◆ **Ce qui est attendu**:
Répondez brièvement à partir du texte sur l'écosystème open source :
1. Chez les éditeurs open source, qu'est-ce qui génère du chiffre d'affaires ?
2. En quoi consiste le savoir-faire des intégrateurs ?
3. Quelles fondations le texte cite-t-il ?

◆ **Texte du document**:
---+---
Acteurs et intérêts : décryptez l’écosystème open source
Les licences libres ne vivent pas seules ; elles irriguent un véritable tissu économique.
- D’abord, les éditeurs open source bâtissent des modèles hybrides. Le code cœur reste gratuit, mais des modules premium, du support ou des services cloud génèrent du chiffre d’affaires.
- Ensuite, les intégrateurs conçoivent des solutions clés en main en combinant plusieurs briques sous des licences compatibles. Leur savoir-faire consiste à garantir la conformité et la maintenabilité.
- Enfin, les utilisateurs avancés – grands groupes, associations, collectivités – deviennent parfois eux-mêmes contributeurs. En reversant leurs correctifs, ils sécurisent la pérennité de leurs propres plateformes.
Au centre du jeu se trouvent les fondations (Linux Foundation, Eclipse, Document Foundation) qui abritent le patrimoine immatériel et instaurent des règles de gouvernance. Comprendre cette cartographie évite de classer vos interlocuteurs en simples « partenaires » ou « concurrents » ; chacun peut tour à tour endosser plusieurs rôles, et les obligations découlant des licences se déplacent avec eux.
---+---
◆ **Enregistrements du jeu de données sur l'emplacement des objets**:
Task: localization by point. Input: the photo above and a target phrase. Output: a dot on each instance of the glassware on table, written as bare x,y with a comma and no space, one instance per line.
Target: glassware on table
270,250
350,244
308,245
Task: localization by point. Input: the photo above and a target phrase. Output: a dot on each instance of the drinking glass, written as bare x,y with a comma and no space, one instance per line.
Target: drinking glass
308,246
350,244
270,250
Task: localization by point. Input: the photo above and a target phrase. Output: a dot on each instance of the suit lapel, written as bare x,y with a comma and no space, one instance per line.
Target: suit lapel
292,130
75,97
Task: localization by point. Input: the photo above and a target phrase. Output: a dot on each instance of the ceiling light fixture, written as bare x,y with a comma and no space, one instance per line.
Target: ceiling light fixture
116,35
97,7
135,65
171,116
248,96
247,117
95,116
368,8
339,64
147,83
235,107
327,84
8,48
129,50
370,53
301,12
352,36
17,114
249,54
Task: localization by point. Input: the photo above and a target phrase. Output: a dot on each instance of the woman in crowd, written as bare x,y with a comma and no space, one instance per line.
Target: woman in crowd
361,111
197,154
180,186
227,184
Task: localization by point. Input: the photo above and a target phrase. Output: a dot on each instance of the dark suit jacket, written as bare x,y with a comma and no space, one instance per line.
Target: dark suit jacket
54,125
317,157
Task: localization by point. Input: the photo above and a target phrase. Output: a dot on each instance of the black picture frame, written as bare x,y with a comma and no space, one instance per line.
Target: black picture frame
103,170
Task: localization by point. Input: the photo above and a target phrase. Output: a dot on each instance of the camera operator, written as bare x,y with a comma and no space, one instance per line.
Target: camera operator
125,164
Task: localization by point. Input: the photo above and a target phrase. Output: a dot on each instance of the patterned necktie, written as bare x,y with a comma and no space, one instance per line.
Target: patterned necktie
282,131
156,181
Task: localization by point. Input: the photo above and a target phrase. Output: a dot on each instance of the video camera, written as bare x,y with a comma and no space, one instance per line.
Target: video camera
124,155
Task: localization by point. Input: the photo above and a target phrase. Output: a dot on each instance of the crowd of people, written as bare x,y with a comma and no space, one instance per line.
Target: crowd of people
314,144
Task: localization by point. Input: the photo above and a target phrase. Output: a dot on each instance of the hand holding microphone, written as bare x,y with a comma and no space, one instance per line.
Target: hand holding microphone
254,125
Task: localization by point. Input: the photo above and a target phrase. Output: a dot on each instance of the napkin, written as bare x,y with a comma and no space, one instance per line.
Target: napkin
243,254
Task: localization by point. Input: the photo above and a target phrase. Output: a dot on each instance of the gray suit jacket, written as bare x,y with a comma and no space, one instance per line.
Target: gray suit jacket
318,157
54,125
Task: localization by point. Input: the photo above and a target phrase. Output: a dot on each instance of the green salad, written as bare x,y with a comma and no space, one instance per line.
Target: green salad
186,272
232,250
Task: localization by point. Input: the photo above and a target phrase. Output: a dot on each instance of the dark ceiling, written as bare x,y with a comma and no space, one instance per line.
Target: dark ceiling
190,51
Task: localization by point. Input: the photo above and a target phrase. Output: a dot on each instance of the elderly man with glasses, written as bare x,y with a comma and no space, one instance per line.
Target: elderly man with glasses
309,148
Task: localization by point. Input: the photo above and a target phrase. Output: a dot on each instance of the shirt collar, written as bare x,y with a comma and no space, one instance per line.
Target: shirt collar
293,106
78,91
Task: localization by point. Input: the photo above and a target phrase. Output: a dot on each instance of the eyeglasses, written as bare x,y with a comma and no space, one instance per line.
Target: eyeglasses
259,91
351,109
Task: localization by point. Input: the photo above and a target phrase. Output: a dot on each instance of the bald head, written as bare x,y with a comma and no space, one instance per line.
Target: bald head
---+---
◆ **Problème résolu**:
1. Des modules premium, du support ou des services cloud.
2. À garantir la conformité et la maintenabilité.
3. La Linux Foundation, Eclipse et la Document Foundation.